━━━━━ TRECHO PARA LEITURA

Foi um dos expoentes máximos de uma das Escolas Menores Pós-Socráticas (a Escola Cínica) fundada por Antístenes de quem foi discípulo apesar de este o ter rejeitado na primeira tentativa de aproximação daquele.
O nome desta Escola não tem uma origem precisa pois sugerem-se duas hipóteses:
1. deriva de um ginásio situado próximo de Atenas, o Cinosargo, onde Antístenes, o seu fundador, ensinava ou 2. derivada da palavra grega Kyon que significa cão.
A Semântica, com o tempo, alargou o significado da palavra «cínico» dando-lhe uma conotação actual que nada tem a haver com a antiga.
A Escola Cínica_ Os seguidores de Sócrates que não atingiram projecção, quer na Academia de Platão quer no Liceu de Aristóteles, juntaram-se em Escolas que foram denominadas como Escolas Menores Pós-Socráticas (Cirenaica, Megárica, Ilíaca e Cínica).
A Escola Cínica foi fundada por Antístenes de Atenas discípulo de Górgias e depois de Sócrates. Cultivaram a princípio a Ética Socrática mas desviaram-se para um exagero de desapego à Civilização. Desejavam um retorno à vida mais primitiva e mais próximo da natureza.

━━━━━━━━━━
━━━━━ DADOS FORNECIDOS

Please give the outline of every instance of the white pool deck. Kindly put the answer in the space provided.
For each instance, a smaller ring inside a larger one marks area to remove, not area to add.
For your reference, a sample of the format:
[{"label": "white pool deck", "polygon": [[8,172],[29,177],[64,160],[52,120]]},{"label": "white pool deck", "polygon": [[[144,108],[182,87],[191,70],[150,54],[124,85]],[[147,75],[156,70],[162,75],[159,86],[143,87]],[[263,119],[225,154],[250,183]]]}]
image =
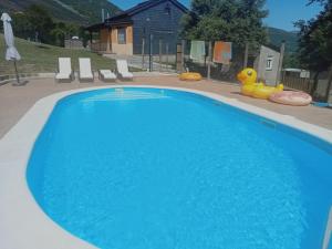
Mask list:
[{"label": "white pool deck", "polygon": [[[85,249],[94,246],[69,234],[53,222],[38,206],[25,179],[31,149],[59,100],[73,93],[107,87],[160,87],[160,85],[116,84],[75,89],[39,100],[0,139],[0,248],[2,249]],[[332,129],[303,122],[294,116],[268,111],[236,98],[200,90],[163,86],[187,91],[294,127],[332,144]],[[331,153],[331,152],[330,152]],[[331,235],[330,224],[328,235]],[[326,238],[325,238],[326,239]]]}]

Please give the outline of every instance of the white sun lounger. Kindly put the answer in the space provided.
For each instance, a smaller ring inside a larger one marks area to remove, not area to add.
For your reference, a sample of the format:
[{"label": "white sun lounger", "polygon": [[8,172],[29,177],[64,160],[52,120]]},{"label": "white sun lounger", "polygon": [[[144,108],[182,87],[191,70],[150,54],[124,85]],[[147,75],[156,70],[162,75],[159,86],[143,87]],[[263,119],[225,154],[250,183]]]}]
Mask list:
[{"label": "white sun lounger", "polygon": [[134,75],[128,70],[126,60],[116,60],[117,73],[122,79],[133,80]]},{"label": "white sun lounger", "polygon": [[74,79],[72,62],[70,58],[59,58],[59,71],[55,73],[55,80],[72,81]]},{"label": "white sun lounger", "polygon": [[100,80],[102,80],[102,81],[115,81],[116,75],[111,70],[100,70]]},{"label": "white sun lounger", "polygon": [[93,81],[94,75],[91,69],[91,60],[90,58],[79,58],[79,79],[80,81]]}]

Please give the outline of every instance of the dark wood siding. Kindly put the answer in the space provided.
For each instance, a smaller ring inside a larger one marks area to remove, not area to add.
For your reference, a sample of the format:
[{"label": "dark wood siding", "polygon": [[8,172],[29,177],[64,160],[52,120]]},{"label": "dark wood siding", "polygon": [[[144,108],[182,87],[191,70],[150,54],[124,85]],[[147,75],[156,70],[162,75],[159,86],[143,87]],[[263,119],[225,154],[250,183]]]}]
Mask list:
[{"label": "dark wood siding", "polygon": [[[178,42],[178,32],[180,29],[180,19],[184,11],[170,1],[162,2],[147,10],[132,15],[133,20],[133,40],[134,54],[142,53],[142,40],[146,38],[145,51],[148,53],[148,34],[153,34],[153,53],[159,51],[159,40],[163,40],[163,52],[166,43],[169,44],[169,53],[175,54],[176,43]],[[149,20],[149,21],[148,21]]]}]

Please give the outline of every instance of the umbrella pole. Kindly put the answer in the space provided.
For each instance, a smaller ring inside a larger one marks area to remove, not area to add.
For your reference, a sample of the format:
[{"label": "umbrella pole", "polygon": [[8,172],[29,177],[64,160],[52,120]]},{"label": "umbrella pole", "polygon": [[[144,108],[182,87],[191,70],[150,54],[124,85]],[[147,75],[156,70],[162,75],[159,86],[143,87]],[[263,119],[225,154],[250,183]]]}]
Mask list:
[{"label": "umbrella pole", "polygon": [[15,68],[17,81],[18,81],[18,84],[20,84],[20,76],[19,76],[19,72],[18,72],[18,66],[17,66],[17,60],[14,60],[14,68]]}]

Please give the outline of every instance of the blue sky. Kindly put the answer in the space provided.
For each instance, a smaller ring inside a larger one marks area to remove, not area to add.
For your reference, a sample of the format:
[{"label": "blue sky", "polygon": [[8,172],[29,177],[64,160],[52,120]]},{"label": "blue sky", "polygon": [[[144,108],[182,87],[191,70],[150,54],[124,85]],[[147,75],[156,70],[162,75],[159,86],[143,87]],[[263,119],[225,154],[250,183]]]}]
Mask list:
[{"label": "blue sky", "polygon": [[[122,9],[128,9],[144,0],[111,0],[111,2],[115,3]],[[190,0],[179,0],[185,6],[189,7]],[[299,19],[309,20],[313,18],[319,11],[321,7],[319,4],[313,4],[307,7],[308,0],[267,0],[267,9],[269,9],[270,14],[269,18],[264,20],[264,23],[292,31],[293,22]]]}]

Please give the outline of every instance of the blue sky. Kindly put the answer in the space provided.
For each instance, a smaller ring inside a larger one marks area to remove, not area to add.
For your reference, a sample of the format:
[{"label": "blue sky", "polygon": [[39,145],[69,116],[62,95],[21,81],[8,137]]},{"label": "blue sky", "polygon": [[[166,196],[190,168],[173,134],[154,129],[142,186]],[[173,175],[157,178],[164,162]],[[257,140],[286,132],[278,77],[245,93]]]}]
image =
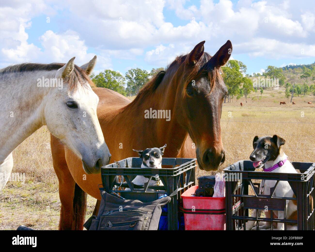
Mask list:
[{"label": "blue sky", "polygon": [[[247,73],[315,61],[311,1],[30,0],[0,3],[0,67],[22,62],[79,65],[96,72],[165,67],[206,41],[212,55],[227,39]],[[48,20],[49,22],[48,22]]]}]

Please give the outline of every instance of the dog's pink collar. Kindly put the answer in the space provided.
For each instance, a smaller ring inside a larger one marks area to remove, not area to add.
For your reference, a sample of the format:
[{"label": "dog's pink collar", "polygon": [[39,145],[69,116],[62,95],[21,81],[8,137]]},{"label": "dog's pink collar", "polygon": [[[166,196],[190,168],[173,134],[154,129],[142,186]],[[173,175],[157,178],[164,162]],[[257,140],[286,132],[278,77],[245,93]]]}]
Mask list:
[{"label": "dog's pink collar", "polygon": [[280,161],[279,163],[276,164],[272,167],[270,167],[267,169],[264,169],[264,171],[273,171],[273,170],[275,169],[276,169],[278,167],[280,167],[281,166],[282,166],[284,165],[284,163],[285,163],[286,161],[287,160],[287,159],[285,159],[284,160],[283,160],[282,161]]}]

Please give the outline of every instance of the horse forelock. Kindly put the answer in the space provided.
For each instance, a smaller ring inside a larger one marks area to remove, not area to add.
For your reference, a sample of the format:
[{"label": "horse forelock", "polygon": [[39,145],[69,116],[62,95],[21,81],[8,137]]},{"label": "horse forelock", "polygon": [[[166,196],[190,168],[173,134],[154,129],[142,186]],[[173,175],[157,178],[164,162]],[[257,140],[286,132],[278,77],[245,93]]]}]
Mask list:
[{"label": "horse forelock", "polygon": [[[165,70],[160,71],[156,74],[140,89],[136,98],[132,103],[127,105],[127,106],[131,106],[132,104],[137,101],[142,99],[146,96],[152,93],[162,82],[164,76],[174,74],[174,70],[177,70],[178,67],[185,61],[188,55],[187,54],[177,56],[171,63],[168,65]],[[207,53],[203,53],[201,59],[196,64],[192,71],[186,78],[185,88],[193,80],[198,78],[202,74],[205,73],[207,75],[210,83],[210,92],[212,92],[215,86],[216,81],[221,77],[220,73],[220,68],[213,67],[209,64],[207,64],[211,57],[211,56]]]},{"label": "horse forelock", "polygon": [[[36,63],[23,63],[9,66],[0,69],[0,79],[6,76],[9,77],[11,75],[23,75],[24,73],[38,71],[52,71],[57,70],[65,65],[63,63],[52,63],[41,64]],[[87,83],[91,87],[95,87],[95,85],[84,71],[79,67],[75,65],[73,70],[68,76],[64,78],[65,82],[69,85],[70,90],[77,88],[78,84],[81,85]]]}]

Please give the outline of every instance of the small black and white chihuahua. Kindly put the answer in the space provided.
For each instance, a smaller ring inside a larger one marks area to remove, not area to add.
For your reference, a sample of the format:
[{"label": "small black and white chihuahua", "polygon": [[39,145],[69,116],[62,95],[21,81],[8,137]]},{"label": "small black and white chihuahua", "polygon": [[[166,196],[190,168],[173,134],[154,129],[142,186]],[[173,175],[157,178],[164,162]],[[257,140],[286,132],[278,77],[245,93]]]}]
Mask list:
[{"label": "small black and white chihuahua", "polygon": [[[142,160],[141,164],[141,168],[153,168],[160,169],[162,168],[162,156],[164,153],[165,148],[166,147],[165,144],[164,146],[161,148],[148,148],[144,150],[133,150],[138,153],[138,155]],[[149,181],[150,176],[137,176],[132,181],[134,184],[138,185],[143,185],[145,183]],[[149,186],[153,186],[157,182],[156,179],[152,179],[150,182]],[[159,185],[163,185],[162,181],[160,181]],[[130,191],[129,188],[126,188],[125,191]]]}]

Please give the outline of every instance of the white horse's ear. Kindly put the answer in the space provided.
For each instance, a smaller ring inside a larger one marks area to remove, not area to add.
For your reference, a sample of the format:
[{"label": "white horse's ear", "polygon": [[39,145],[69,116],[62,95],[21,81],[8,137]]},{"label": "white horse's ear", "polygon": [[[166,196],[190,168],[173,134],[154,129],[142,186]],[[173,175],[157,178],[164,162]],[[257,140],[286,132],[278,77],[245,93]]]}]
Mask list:
[{"label": "white horse's ear", "polygon": [[84,65],[82,65],[80,67],[83,70],[85,71],[85,73],[88,76],[90,76],[92,73],[92,71],[94,69],[94,67],[96,64],[96,59],[97,57],[95,55],[93,57],[93,59],[90,60],[87,63],[86,63]]},{"label": "white horse's ear", "polygon": [[64,78],[69,76],[74,68],[74,59],[73,57],[68,62],[68,63],[57,71],[56,76],[58,78]]}]

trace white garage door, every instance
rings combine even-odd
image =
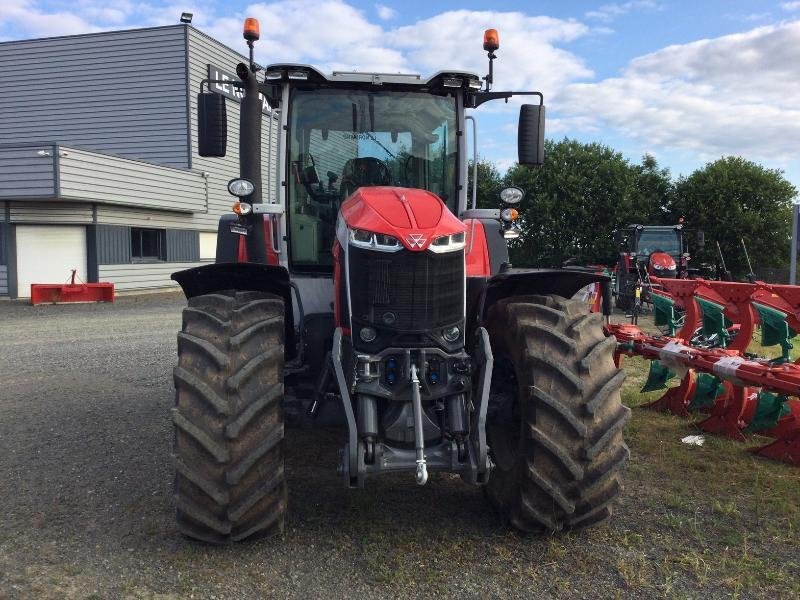
[[[30,298],[32,283],[63,283],[72,269],[86,281],[86,227],[18,225],[17,295]]]

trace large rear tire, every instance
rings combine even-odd
[[[629,455],[622,430],[630,410],[602,317],[583,302],[525,296],[492,306],[487,325],[495,357],[490,502],[529,532],[609,518]]]
[[[257,292],[189,300],[175,368],[180,531],[224,544],[283,532],[283,301]]]

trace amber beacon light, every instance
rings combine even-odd
[[[483,32],[483,49],[494,52],[500,48],[500,34],[496,29],[487,29]]]
[[[260,29],[261,28],[258,24],[258,19],[247,17],[244,20],[244,39],[246,39],[248,42],[255,42],[259,37],[261,37]]]

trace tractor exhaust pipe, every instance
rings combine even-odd
[[[414,447],[417,451],[417,484],[428,483],[428,465],[425,462],[425,433],[422,429],[422,398],[419,393],[417,365],[411,365],[411,406],[414,410]]]
[[[252,46],[251,46],[252,49]],[[239,63],[236,74],[244,84],[244,98],[241,103],[241,119],[239,124],[239,172],[243,179],[253,183],[255,190],[247,201],[250,204],[261,204],[261,98],[259,98],[258,80],[254,66],[248,67]],[[250,262],[267,263],[267,244],[264,236],[264,215],[248,216],[251,231],[247,236],[247,256]]]

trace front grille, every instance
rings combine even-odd
[[[457,323],[464,312],[464,252],[349,248],[353,320],[398,331]],[[393,322],[385,318],[394,316]]]

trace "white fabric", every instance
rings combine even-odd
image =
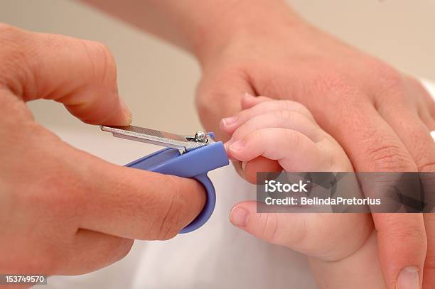
[[[424,85],[435,96],[435,85]],[[51,129],[65,141],[116,163],[154,150],[134,142],[115,143],[98,132]],[[125,151],[119,153],[121,148]],[[211,172],[210,177],[218,201],[203,228],[167,241],[136,241],[121,261],[81,276],[51,277],[47,288],[315,288],[305,256],[256,239],[230,224],[232,205],[254,200],[254,187],[231,166]]]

━━━━━━━━━━

- INSTRUÇÕES DAS TAREFAS:
1) Por favor, transcreva do trecho sobre a Escola Cínica a passagem que começa nas palavras "A Escola Cínica_" e termina depois de "Ilíaca e Cínica).".
2) De acordo com o trecho sobre a Escola Cínica, o que significa a palavra grega Kyon?
3) Liste todas as Escolas Menores Pós-Socráticas citadas no trecho sobre a Escola Cínica.
O material fornecido não é necessário para realizar as tarefas.

- RESPOSTAS POR TAREFA:
1)
A Escola Cínica_ Os seguidores de Sócrates que não atingiram projecção, quer na Academia de Platão quer no Liceu de Aristóteles, juntaram-se em Escolas que foram denominadas como Escolas Menores Pós-Socráticas (Cirenaica, Megárica, Ilíaca e Cínica).

2) Significa cão.

3) Cirenaica, Megárica, Ilíaca e Cínica.